RECORDS SUPPLIED.
+++++
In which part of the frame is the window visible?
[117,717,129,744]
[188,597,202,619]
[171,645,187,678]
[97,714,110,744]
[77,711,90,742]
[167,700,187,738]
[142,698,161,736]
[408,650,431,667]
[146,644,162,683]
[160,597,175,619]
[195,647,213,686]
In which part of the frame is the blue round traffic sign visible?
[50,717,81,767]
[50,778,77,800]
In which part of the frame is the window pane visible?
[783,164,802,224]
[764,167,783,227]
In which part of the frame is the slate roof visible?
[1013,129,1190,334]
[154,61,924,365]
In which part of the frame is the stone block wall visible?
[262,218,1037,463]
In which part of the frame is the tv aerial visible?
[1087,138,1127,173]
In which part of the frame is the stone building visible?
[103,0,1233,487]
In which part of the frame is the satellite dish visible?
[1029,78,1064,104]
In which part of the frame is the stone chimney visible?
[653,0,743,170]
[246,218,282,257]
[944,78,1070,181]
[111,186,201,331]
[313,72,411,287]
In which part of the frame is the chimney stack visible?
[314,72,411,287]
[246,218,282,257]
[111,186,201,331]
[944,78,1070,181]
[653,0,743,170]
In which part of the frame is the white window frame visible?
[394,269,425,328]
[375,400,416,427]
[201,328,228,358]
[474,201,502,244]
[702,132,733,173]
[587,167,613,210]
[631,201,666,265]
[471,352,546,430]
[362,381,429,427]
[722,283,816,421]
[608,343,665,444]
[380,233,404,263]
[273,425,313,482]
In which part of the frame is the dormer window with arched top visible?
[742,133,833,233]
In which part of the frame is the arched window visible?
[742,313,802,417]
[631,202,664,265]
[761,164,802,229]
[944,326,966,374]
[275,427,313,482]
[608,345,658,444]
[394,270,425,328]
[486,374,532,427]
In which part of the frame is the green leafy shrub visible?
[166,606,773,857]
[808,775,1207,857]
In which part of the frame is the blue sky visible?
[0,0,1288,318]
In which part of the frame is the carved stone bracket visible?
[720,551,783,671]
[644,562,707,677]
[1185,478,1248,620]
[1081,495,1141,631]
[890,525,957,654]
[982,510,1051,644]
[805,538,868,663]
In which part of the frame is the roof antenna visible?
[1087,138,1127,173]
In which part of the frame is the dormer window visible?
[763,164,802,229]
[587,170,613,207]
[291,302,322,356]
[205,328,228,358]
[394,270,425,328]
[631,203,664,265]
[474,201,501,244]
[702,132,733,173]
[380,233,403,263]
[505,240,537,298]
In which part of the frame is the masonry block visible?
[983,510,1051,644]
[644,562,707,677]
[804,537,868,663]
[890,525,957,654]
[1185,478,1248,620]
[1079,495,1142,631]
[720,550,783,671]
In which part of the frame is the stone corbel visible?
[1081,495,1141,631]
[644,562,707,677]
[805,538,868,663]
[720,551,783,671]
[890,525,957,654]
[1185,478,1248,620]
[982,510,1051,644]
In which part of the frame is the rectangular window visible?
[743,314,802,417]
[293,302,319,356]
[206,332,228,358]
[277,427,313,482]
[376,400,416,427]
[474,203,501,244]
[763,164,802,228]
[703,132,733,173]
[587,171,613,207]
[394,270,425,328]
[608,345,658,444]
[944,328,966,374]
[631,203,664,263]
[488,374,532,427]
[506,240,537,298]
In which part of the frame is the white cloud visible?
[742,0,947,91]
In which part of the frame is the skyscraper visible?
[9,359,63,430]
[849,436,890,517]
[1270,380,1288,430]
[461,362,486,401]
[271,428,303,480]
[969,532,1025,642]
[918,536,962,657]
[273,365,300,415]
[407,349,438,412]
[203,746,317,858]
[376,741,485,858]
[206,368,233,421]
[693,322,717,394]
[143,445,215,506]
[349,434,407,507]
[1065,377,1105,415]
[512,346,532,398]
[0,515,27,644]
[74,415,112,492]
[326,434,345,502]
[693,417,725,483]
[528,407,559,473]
+++++
TASK OBJECTIVE. Copy the lines above word for word, from the line with "In which part of the frame is the tv" up to and including the line with "[1029,78,1064,104]".

RESULT.
In which part of the frame is the tv aerial visible?
[1087,138,1127,173]
In which part of the frame is the stone building visible?
[103,0,1233,487]
In which part of the frame is the satellite dish visible?
[1029,78,1064,104]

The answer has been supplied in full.